• YOUR OBJECTIVE: When you have gone through the entries below, state how many lines include the word "class" and write nothing else.

• SUPPLIED INFORMATION:
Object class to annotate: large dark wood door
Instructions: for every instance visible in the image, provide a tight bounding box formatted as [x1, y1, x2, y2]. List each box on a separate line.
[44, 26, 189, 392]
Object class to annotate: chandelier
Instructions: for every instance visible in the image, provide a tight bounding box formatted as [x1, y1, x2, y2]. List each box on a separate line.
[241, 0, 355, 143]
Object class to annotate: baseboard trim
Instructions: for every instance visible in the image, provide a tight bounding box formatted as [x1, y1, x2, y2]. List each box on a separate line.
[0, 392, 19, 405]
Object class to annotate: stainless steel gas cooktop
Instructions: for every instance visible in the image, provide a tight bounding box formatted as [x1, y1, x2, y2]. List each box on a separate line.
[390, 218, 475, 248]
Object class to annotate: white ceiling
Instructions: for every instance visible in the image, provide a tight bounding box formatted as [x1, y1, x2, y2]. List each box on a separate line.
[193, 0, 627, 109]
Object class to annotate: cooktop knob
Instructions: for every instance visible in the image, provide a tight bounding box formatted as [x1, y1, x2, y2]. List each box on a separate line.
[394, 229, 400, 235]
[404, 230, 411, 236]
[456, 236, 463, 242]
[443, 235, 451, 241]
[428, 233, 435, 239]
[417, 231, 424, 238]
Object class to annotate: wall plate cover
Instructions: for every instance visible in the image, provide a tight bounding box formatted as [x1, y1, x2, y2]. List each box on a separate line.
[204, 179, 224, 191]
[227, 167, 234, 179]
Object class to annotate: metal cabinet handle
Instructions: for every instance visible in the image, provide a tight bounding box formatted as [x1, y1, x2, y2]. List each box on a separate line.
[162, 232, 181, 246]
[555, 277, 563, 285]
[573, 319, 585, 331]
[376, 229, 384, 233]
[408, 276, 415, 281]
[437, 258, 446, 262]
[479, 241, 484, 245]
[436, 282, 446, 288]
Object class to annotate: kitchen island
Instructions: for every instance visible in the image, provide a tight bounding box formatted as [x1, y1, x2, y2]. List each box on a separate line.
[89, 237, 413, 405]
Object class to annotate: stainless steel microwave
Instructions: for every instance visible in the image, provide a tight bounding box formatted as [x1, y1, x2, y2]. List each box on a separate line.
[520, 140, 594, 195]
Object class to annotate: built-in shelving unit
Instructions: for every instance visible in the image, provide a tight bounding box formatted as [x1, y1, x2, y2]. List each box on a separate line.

• OUTPUT FOR THIS TASK: 11